• **Directive**
Transcribe, exactly as they appear, only the lines from the one holding "TARGET: woman's dark hair" through the end of the entries below.

• **Point labeling examples**
--- START ---

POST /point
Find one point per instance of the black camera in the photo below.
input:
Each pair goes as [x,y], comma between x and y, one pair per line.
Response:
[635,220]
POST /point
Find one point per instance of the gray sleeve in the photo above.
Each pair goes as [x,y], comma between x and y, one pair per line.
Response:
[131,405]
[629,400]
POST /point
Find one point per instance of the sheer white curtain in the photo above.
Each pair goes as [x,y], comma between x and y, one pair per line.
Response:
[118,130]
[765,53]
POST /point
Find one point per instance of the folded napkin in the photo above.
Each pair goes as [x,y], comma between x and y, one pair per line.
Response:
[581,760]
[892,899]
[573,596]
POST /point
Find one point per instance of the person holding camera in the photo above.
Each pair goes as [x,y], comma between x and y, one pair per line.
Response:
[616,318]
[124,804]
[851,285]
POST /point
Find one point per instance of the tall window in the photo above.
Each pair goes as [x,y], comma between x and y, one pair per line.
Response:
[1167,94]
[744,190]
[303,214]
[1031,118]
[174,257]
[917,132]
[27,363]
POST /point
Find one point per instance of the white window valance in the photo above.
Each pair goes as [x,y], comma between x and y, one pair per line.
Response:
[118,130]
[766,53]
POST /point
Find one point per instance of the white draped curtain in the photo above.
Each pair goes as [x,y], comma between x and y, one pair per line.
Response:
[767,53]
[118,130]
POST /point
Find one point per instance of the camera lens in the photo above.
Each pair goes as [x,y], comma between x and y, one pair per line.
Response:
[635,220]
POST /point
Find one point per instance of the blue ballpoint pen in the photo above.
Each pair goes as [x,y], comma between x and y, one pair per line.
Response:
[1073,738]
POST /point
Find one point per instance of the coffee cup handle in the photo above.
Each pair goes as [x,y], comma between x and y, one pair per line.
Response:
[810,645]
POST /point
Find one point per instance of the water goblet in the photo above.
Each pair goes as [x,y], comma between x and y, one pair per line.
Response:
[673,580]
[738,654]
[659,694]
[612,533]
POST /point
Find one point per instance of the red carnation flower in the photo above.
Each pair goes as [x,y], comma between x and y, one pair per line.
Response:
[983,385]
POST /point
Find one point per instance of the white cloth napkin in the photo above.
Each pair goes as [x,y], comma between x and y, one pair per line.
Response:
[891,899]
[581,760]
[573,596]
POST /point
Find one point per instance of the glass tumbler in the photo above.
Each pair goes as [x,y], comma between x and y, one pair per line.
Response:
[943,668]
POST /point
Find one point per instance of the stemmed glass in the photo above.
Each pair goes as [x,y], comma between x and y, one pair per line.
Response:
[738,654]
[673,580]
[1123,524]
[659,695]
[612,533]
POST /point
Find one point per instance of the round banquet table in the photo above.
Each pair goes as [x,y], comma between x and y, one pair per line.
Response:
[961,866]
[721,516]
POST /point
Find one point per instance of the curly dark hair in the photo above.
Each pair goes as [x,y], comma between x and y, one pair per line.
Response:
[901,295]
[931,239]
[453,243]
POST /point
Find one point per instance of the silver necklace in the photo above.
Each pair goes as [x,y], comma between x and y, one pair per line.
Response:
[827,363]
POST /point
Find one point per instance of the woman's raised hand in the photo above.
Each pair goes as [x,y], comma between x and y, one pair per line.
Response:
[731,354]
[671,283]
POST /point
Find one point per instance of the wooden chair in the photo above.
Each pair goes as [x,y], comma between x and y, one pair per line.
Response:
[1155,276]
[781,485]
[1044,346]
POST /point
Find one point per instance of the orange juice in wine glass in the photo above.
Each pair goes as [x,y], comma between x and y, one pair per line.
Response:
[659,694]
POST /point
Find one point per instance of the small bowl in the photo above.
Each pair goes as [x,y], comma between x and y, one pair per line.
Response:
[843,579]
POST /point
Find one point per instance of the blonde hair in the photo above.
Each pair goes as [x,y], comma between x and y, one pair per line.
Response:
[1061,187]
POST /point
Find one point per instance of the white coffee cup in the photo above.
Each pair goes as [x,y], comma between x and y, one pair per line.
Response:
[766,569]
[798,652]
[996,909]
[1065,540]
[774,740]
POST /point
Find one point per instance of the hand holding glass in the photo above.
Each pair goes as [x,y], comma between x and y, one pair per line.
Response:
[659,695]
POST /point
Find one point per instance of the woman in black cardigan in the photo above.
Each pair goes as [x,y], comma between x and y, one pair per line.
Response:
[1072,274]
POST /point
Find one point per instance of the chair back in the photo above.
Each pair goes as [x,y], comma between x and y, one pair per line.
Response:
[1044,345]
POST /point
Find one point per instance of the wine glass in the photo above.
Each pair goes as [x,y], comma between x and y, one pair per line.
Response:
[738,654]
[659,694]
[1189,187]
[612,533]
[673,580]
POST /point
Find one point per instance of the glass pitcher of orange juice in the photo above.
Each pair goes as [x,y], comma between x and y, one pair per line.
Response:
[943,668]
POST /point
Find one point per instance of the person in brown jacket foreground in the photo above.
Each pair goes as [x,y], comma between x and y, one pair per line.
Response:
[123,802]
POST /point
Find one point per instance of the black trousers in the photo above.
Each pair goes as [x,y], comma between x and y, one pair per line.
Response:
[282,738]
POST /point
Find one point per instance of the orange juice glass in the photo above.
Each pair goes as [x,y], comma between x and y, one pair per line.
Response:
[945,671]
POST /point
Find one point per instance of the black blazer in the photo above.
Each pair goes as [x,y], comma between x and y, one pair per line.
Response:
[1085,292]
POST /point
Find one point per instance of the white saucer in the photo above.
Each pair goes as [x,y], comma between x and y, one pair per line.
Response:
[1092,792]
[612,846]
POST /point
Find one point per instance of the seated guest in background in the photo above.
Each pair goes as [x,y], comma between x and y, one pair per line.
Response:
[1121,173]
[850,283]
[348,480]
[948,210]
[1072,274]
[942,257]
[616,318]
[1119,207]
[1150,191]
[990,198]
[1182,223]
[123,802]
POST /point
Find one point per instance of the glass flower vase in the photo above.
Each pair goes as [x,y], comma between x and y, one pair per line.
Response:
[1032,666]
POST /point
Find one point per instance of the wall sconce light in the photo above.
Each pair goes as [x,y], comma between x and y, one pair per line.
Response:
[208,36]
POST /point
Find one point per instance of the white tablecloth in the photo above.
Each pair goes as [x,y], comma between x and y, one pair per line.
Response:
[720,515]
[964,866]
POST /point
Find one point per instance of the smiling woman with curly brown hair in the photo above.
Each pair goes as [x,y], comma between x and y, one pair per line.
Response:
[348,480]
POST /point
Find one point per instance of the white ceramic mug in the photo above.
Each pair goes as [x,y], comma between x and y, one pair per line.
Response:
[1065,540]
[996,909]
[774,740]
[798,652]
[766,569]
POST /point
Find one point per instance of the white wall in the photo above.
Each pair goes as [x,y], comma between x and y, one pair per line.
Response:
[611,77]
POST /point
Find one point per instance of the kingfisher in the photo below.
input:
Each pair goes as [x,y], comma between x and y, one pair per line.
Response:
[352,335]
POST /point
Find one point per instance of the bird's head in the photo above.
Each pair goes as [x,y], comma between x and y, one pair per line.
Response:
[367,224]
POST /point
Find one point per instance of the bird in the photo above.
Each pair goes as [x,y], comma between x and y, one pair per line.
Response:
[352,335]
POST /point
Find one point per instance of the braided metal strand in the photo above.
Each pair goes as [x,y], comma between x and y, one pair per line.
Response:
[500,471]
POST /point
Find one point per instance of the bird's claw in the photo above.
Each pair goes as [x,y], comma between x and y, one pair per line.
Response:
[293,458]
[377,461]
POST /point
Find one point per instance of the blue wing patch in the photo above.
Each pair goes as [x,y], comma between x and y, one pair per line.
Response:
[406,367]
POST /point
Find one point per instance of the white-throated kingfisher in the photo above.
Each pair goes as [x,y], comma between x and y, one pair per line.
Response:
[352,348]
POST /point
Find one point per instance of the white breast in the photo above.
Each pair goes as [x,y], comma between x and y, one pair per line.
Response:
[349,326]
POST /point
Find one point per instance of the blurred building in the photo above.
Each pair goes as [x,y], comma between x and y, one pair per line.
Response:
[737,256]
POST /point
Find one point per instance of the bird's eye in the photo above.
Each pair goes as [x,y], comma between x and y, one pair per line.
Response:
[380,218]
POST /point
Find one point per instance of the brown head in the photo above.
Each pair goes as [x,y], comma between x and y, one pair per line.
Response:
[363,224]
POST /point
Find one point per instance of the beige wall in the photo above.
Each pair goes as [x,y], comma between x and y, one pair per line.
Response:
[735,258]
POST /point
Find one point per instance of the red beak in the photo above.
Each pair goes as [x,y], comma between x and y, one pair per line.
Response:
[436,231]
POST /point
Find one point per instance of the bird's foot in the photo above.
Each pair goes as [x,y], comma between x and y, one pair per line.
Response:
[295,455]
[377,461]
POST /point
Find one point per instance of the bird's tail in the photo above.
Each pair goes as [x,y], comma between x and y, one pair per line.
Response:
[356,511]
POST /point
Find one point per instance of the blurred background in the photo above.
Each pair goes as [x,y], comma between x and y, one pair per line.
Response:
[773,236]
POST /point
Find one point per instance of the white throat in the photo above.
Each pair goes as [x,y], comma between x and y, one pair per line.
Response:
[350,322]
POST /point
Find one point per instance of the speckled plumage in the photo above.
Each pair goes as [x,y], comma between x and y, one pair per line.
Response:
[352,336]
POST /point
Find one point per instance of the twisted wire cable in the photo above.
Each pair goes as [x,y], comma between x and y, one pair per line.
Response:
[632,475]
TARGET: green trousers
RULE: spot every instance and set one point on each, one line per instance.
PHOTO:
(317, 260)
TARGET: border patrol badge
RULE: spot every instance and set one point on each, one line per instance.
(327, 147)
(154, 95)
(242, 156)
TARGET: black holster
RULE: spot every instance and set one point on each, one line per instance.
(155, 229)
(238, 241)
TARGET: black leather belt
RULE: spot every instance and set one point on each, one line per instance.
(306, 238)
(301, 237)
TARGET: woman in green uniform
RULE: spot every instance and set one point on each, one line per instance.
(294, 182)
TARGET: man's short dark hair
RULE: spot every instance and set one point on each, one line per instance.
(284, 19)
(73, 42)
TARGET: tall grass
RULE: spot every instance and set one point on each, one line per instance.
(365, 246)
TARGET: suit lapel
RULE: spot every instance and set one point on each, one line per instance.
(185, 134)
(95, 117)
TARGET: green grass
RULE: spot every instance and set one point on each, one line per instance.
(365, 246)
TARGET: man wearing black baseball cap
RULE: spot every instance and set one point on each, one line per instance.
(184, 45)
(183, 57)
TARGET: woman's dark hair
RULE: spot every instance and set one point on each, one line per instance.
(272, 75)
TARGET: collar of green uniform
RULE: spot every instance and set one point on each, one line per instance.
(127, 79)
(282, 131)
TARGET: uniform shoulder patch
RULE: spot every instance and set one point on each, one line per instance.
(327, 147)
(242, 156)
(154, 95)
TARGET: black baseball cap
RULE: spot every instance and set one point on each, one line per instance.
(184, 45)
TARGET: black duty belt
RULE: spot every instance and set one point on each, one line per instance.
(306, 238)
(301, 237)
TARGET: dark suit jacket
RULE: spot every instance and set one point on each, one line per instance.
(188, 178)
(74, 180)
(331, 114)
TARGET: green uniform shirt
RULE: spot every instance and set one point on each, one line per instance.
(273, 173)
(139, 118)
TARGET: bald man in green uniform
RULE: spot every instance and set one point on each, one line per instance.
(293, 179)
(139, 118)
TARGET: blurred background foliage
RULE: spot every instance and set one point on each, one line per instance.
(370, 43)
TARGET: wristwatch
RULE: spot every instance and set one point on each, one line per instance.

--- END ---

• **Correct response**
TARGET: woman's dark hair
RULE: spot every instance and set one point on each, one line per instance.
(272, 75)
TARGET: collar of green uniform
RULE: spot every instance and set one point on each, one line per instance.
(127, 79)
(282, 131)
TARGET: uniform shoulder patch
RULE: spot every instance and set one point on each, one line per instance.
(327, 147)
(242, 156)
(154, 95)
TARGET: black baseball cap
RULE: spot every instance and set one point on each, one line per instance.
(184, 45)
TARGET: black duty belt
RULE: spot every instance and set one point on each, one line per instance.
(306, 238)
(301, 237)
TARGET: dark suit jacket
RULE: spot every instance and set one point on each, one line per instance.
(188, 178)
(74, 180)
(331, 114)
TARGET: green uniform shirt
RULE: spot every instance and set one point on each, one line per instance.
(273, 173)
(139, 118)
TARGET: bald man in green uniform
RULE: spot every instance and set one point on each, one line per instance.
(293, 179)
(139, 118)
TARGET: blurred background foliage
RULE: spot every instance and set one point on each, one line per instance.
(370, 43)
TARGET: wristwatch
RULE: spot every instance and set one point on each, one line per instance.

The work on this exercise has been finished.